* _What the task requires_: Every record below is to be restated word for word.

(Saved entries)
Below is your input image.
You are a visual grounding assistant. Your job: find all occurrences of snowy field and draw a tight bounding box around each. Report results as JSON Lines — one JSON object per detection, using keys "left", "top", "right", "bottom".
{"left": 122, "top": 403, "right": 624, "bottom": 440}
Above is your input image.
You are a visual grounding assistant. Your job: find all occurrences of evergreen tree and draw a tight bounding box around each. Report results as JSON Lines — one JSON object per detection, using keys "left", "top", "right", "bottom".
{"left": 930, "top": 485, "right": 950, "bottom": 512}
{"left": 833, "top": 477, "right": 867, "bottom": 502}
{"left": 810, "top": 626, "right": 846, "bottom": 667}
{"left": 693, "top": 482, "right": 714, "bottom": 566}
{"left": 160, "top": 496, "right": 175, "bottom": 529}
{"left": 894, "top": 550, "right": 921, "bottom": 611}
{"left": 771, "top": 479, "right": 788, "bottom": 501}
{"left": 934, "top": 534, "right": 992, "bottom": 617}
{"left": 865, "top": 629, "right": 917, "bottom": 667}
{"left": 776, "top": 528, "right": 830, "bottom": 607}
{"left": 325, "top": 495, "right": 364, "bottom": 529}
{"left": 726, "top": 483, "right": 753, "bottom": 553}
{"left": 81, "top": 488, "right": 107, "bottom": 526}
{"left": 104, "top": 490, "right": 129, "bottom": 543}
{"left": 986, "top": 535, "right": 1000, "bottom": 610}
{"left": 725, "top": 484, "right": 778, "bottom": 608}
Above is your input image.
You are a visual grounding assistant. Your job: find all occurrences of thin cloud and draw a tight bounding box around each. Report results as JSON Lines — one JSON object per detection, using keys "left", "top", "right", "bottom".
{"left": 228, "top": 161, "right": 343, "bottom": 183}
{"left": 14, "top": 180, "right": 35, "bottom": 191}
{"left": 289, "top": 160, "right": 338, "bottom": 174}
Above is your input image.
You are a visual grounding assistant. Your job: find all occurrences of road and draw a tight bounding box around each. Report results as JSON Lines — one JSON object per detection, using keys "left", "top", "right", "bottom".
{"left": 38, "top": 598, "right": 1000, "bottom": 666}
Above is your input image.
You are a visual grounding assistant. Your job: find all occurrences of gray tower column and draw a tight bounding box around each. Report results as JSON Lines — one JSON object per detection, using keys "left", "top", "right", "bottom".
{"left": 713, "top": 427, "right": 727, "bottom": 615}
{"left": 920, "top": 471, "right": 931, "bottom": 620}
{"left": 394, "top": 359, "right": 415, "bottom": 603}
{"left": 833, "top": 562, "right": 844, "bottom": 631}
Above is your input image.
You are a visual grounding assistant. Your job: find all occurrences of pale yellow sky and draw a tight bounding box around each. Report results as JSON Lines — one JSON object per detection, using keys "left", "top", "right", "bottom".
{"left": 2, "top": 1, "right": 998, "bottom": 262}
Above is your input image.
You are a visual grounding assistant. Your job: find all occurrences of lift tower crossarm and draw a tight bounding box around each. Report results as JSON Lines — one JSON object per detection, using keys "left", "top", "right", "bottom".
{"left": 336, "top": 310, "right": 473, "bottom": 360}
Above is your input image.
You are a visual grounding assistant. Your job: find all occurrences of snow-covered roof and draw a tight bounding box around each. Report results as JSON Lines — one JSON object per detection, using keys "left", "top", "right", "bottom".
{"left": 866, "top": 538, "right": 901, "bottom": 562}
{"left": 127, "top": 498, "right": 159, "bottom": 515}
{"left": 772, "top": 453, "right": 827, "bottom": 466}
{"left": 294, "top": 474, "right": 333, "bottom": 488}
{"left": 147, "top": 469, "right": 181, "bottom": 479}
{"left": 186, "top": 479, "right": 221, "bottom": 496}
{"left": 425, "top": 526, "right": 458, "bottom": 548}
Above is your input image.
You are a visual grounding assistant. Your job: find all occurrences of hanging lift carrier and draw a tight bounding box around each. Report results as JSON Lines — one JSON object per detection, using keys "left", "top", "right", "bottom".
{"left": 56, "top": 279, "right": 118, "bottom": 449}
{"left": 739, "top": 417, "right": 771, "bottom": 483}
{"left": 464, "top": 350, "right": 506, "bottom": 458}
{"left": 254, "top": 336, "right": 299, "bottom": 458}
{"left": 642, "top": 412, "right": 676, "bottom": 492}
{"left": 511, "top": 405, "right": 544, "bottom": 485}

* _Result for this exercise_:
Below is your input image.
You are a visual grounding assistant. Your job: find all occurrences of snowy field and draw a tight bounding box around each. Report results as JSON Lines — one JSON object per detection, using keys "left", "top", "right", "bottom".
{"left": 122, "top": 403, "right": 624, "bottom": 440}
Above is your input image.
You are a visual grounding assistant. Your job: find all occurrences of evergreen tree and draw a tight bounding box around each. Report results as JSON Lines — one JSON object per detection, using keys "left", "top", "right", "bottom".
{"left": 930, "top": 485, "right": 950, "bottom": 512}
{"left": 833, "top": 477, "right": 867, "bottom": 502}
{"left": 810, "top": 626, "right": 846, "bottom": 667}
{"left": 693, "top": 482, "right": 714, "bottom": 566}
{"left": 160, "top": 496, "right": 175, "bottom": 529}
{"left": 894, "top": 550, "right": 921, "bottom": 611}
{"left": 771, "top": 479, "right": 788, "bottom": 501}
{"left": 934, "top": 534, "right": 992, "bottom": 617}
{"left": 865, "top": 629, "right": 917, "bottom": 667}
{"left": 776, "top": 528, "right": 830, "bottom": 607}
{"left": 325, "top": 495, "right": 364, "bottom": 529}
{"left": 726, "top": 483, "right": 753, "bottom": 553}
{"left": 81, "top": 488, "right": 107, "bottom": 526}
{"left": 104, "top": 490, "right": 129, "bottom": 543}
{"left": 986, "top": 535, "right": 1000, "bottom": 610}
{"left": 725, "top": 484, "right": 778, "bottom": 608}
Above is your input image.
You are a visual grounding assistant. Your job: find all occurrences of thin cloud and draw a tight bounding box around each. Report results as JSON Lines — one JSON object per detection, using keys "left", "top", "right", "bottom".
{"left": 228, "top": 161, "right": 343, "bottom": 183}
{"left": 14, "top": 180, "right": 35, "bottom": 191}
{"left": 289, "top": 160, "right": 338, "bottom": 174}
Above is your input image.
You are a visual grounding assistant. Your job: find all occurrences of road and draw a tight bounding box around each. Report results as JSON Lines — one JSON object per detection, using keys "left", "top", "right", "bottom".
{"left": 38, "top": 598, "right": 1000, "bottom": 666}
Above is your input image.
You are a visual grounding assistant. Your job: find all occurrences of gray tower column and draw a tight bounding box around each. Report results as JSON Lines — one JSON object per detection, using keys "left", "top", "right", "bottom".
{"left": 713, "top": 427, "right": 727, "bottom": 615}
{"left": 920, "top": 471, "right": 931, "bottom": 620}
{"left": 394, "top": 359, "right": 415, "bottom": 603}
{"left": 833, "top": 562, "right": 844, "bottom": 631}
Above is your input image.
You are a visual grounding assistant. Your job: find all occurrences of pale yellow sky and draw a tight bounding box around each. Report results as JSON Lines — one JSON object per detection, using keys "left", "top", "right", "bottom".
{"left": 2, "top": 1, "right": 998, "bottom": 262}
Above is your input image.
You are a visual grounding assistant. Your job: find all occurrences of lift tower crossarm and draw a tight bounding box around each. Report results as JSON Lines — one JSON object per detection, using keys "left", "top", "right", "bottom".
{"left": 336, "top": 310, "right": 473, "bottom": 360}
Above is your input image.
You are a visual grounding assistant. Your job: find all occurrences of snow-covered roof and draw a tight bounding box around each. Report results as JSON Lines — one JSON object per detection, using keys "left", "top", "right", "bottom".
{"left": 866, "top": 538, "right": 901, "bottom": 562}
{"left": 127, "top": 498, "right": 159, "bottom": 515}
{"left": 772, "top": 453, "right": 827, "bottom": 466}
{"left": 294, "top": 474, "right": 333, "bottom": 488}
{"left": 147, "top": 469, "right": 181, "bottom": 479}
{"left": 186, "top": 479, "right": 221, "bottom": 496}
{"left": 425, "top": 526, "right": 458, "bottom": 548}
Above is your input image.
You are a visual grounding assistant. Your job: find all occurrences of hanging lift carrier and draw a tight bounding box around each. Report results as JSON Lines — one JSON object per detection, using keys "left", "top", "right", "bottom".
{"left": 56, "top": 279, "right": 118, "bottom": 449}
{"left": 739, "top": 417, "right": 771, "bottom": 483}
{"left": 464, "top": 350, "right": 506, "bottom": 458}
{"left": 254, "top": 336, "right": 299, "bottom": 458}
{"left": 642, "top": 412, "right": 676, "bottom": 492}
{"left": 511, "top": 405, "right": 544, "bottom": 485}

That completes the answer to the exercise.